**** MATERIAL PROVIDED
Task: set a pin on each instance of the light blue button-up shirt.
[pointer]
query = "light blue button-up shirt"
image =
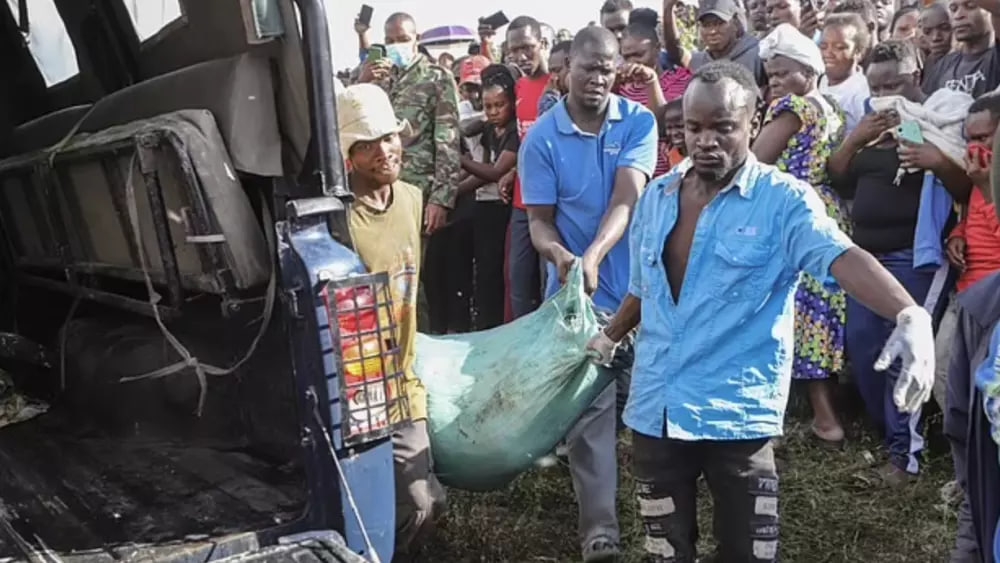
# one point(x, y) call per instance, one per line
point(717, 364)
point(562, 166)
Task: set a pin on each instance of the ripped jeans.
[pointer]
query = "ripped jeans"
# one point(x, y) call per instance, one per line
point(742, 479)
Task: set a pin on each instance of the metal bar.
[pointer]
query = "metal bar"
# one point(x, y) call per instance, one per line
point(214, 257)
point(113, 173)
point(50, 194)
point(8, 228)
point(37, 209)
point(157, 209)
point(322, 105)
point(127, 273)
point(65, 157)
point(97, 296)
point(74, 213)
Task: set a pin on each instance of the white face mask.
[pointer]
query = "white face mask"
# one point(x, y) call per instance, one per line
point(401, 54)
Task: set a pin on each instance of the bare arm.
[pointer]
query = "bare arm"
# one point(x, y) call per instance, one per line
********
**** MATERIAL PROVIDED
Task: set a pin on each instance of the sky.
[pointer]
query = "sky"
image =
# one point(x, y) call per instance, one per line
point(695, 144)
********
> [TASK OBJECTIVE] Reproduce the lines from the one with "Task: set a pin on each instance of the sky." up to and including the one with "point(695, 144)", substituting "clouds" for "sky" and changing nothing else. Give only those lines.

> [TASK RESULT]
Task: set a pin on each instance of the clouds.
[pointer]
query = "clouds"
image =
# one point(x, y) call per instance, one per line
point(695, 144)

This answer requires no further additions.